[Items listed in a dataset]
------------------------
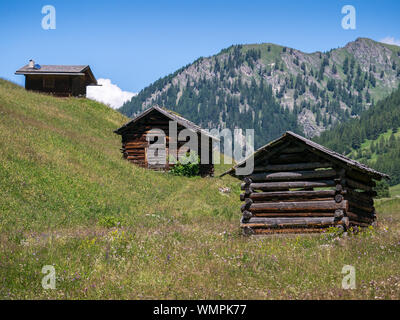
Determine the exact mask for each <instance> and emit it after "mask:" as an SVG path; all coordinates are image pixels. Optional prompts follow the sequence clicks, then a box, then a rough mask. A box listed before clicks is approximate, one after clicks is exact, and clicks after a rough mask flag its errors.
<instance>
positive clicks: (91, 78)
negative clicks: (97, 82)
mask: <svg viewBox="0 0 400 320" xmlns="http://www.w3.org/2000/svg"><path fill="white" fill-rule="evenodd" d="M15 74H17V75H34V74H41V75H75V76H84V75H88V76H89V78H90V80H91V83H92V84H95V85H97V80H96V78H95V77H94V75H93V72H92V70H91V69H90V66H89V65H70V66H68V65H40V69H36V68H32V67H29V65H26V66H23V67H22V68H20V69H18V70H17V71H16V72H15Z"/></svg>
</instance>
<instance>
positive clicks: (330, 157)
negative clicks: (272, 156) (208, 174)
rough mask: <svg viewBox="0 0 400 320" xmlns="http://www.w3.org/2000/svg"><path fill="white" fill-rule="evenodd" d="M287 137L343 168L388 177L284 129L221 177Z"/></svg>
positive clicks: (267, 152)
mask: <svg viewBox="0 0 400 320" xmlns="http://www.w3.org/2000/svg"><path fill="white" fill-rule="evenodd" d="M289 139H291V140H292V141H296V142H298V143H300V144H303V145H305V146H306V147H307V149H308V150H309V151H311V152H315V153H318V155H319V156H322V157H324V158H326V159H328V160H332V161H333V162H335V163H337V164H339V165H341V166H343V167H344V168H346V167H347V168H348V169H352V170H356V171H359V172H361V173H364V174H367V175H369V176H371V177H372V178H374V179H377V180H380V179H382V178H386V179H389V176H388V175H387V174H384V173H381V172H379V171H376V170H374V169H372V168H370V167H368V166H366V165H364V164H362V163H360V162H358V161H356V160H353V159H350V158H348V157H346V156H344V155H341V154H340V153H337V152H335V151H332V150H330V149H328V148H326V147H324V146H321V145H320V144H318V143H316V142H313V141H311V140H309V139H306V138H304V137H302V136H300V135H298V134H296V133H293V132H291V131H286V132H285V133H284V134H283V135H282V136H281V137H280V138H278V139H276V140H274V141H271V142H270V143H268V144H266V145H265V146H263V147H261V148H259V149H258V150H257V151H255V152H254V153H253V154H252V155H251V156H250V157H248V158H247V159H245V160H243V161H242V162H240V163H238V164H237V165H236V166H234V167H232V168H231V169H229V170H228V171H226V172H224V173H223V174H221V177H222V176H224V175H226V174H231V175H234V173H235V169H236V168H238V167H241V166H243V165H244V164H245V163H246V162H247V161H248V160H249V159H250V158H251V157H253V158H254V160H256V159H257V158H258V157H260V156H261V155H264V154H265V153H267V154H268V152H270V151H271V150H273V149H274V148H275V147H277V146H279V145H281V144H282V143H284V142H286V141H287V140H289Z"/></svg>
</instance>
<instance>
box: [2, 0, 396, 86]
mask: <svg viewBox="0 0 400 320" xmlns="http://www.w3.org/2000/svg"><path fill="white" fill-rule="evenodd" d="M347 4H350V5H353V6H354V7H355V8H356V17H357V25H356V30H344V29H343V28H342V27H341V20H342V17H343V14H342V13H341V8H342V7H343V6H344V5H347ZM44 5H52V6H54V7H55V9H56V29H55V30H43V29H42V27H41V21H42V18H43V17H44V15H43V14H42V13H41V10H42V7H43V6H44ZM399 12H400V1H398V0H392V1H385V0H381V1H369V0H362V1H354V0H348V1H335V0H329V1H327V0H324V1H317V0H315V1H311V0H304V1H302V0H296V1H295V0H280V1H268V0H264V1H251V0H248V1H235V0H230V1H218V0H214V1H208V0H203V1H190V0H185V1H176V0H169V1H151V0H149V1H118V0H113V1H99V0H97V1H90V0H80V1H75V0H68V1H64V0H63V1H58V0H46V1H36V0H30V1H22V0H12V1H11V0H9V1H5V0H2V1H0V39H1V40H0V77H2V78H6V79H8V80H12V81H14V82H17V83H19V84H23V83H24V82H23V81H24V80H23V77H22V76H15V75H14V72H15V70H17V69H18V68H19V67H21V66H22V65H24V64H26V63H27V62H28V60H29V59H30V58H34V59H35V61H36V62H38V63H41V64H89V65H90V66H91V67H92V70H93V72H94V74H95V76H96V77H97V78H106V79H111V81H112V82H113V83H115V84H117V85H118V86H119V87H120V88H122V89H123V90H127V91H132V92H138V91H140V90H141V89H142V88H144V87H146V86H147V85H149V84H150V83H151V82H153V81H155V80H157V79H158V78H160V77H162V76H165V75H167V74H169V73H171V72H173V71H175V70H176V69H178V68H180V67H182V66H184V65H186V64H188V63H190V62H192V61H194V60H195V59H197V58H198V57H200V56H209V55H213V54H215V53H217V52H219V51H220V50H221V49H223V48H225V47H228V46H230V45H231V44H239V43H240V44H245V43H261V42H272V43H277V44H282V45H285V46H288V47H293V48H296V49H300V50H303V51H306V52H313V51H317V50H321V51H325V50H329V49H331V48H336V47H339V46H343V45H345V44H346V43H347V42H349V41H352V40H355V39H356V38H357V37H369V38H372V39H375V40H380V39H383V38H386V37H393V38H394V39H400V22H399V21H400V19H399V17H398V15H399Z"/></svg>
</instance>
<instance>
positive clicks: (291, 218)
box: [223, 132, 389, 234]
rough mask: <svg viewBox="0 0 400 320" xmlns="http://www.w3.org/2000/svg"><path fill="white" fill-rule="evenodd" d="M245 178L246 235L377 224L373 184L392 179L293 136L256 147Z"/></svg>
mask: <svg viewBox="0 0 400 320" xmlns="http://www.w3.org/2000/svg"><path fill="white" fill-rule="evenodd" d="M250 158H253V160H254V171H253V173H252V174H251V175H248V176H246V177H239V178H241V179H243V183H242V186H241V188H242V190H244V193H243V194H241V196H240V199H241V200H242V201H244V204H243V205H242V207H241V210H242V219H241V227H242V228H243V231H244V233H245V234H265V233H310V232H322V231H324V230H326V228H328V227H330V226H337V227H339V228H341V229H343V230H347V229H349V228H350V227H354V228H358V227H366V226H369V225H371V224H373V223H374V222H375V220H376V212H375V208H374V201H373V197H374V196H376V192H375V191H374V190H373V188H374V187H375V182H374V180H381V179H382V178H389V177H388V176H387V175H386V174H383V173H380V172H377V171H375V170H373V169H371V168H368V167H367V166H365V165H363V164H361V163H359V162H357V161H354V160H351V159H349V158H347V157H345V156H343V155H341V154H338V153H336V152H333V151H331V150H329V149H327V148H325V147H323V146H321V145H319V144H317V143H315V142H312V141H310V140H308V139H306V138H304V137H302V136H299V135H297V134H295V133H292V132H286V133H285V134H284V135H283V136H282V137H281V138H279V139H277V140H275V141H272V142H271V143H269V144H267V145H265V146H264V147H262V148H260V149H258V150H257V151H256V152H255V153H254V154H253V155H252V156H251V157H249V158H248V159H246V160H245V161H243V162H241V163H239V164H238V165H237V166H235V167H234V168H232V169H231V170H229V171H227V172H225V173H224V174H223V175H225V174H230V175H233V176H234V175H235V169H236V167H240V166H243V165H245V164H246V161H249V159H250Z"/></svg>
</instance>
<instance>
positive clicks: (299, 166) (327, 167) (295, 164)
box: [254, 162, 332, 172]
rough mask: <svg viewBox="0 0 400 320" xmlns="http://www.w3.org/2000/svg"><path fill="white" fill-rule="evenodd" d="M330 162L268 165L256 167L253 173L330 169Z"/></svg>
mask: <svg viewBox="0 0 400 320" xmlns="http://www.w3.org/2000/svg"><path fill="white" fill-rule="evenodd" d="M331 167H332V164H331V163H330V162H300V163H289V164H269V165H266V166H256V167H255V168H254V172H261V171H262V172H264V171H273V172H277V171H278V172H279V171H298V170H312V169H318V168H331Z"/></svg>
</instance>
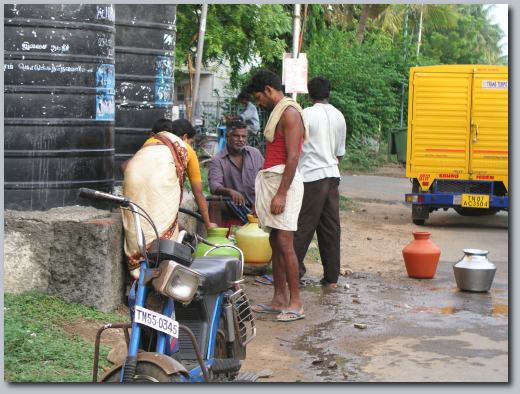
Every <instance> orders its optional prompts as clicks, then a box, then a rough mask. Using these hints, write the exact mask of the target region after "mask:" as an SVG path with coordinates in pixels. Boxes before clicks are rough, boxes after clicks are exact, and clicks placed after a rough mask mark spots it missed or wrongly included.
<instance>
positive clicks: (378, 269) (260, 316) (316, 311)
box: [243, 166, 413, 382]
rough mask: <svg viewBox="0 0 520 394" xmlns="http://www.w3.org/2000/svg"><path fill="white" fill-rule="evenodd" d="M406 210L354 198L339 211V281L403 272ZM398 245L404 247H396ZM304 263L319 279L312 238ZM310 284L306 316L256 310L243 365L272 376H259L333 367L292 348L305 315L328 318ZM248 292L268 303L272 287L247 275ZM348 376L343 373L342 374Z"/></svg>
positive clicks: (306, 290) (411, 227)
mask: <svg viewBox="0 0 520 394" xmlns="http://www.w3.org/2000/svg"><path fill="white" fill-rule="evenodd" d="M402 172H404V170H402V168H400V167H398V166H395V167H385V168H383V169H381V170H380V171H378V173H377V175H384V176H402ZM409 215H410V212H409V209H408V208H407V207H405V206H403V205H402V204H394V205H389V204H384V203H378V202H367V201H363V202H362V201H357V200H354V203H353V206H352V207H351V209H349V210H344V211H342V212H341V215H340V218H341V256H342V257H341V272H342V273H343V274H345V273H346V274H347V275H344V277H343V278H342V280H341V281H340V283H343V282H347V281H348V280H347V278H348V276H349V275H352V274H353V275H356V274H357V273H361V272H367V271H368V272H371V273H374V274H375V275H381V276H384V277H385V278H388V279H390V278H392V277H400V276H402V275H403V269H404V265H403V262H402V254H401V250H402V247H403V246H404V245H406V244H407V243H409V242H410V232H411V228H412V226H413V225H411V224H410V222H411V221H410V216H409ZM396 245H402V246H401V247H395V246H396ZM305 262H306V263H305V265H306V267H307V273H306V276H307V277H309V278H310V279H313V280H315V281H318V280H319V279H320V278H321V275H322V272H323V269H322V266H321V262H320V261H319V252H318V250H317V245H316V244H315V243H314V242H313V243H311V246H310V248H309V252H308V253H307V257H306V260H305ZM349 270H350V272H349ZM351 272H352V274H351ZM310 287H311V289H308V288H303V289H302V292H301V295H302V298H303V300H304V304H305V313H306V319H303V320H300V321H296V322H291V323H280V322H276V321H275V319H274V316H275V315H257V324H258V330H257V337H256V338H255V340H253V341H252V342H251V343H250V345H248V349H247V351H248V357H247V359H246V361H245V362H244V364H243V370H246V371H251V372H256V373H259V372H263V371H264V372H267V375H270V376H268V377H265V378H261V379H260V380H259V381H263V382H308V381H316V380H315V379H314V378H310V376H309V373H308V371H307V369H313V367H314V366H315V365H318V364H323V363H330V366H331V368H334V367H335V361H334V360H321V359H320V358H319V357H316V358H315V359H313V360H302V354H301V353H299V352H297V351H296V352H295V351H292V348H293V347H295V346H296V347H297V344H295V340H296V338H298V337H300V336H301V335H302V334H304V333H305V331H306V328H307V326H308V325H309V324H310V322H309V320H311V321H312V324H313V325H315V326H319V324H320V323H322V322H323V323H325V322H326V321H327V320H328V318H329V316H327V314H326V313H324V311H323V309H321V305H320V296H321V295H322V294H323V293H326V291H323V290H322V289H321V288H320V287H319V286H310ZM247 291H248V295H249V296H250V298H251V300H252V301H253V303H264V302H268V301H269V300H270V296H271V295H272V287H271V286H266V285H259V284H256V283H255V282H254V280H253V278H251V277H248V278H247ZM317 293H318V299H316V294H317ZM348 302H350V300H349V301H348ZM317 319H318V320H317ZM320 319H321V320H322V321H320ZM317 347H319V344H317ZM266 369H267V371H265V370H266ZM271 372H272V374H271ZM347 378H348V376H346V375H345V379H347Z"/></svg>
------------------------
→ **WHAT TO DO**
In the entries above, count each line that holds "before". Give the total and nothing else.

→ **TASK RESPONSE**
2